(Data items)
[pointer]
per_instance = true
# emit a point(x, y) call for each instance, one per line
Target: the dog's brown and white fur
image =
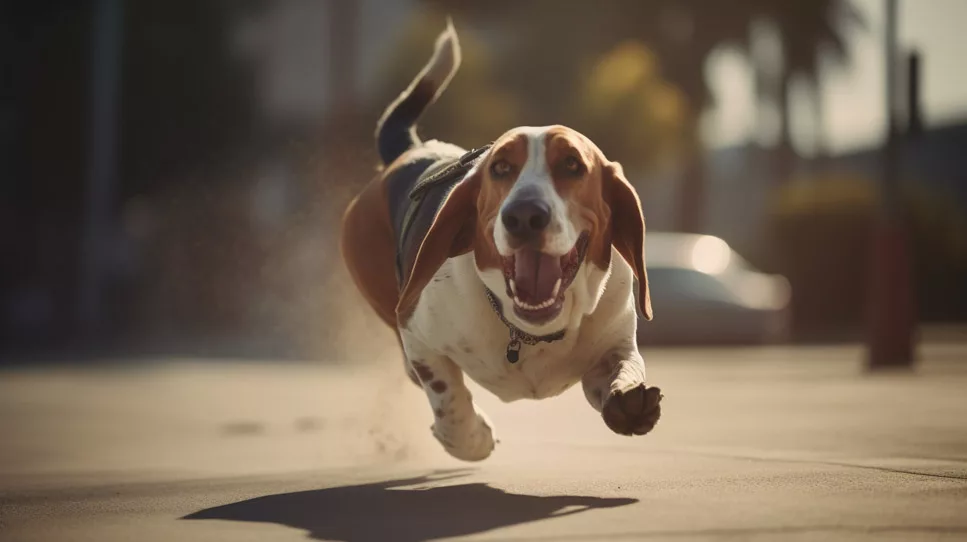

◆ Task statement
All records above must be output exactly as they stand, excluding pictures.

◆ Answer for the task
[pointer]
per_instance = true
# emit a point(x, y) call for each instance, one per line
Target: the dog's brown and white fur
image =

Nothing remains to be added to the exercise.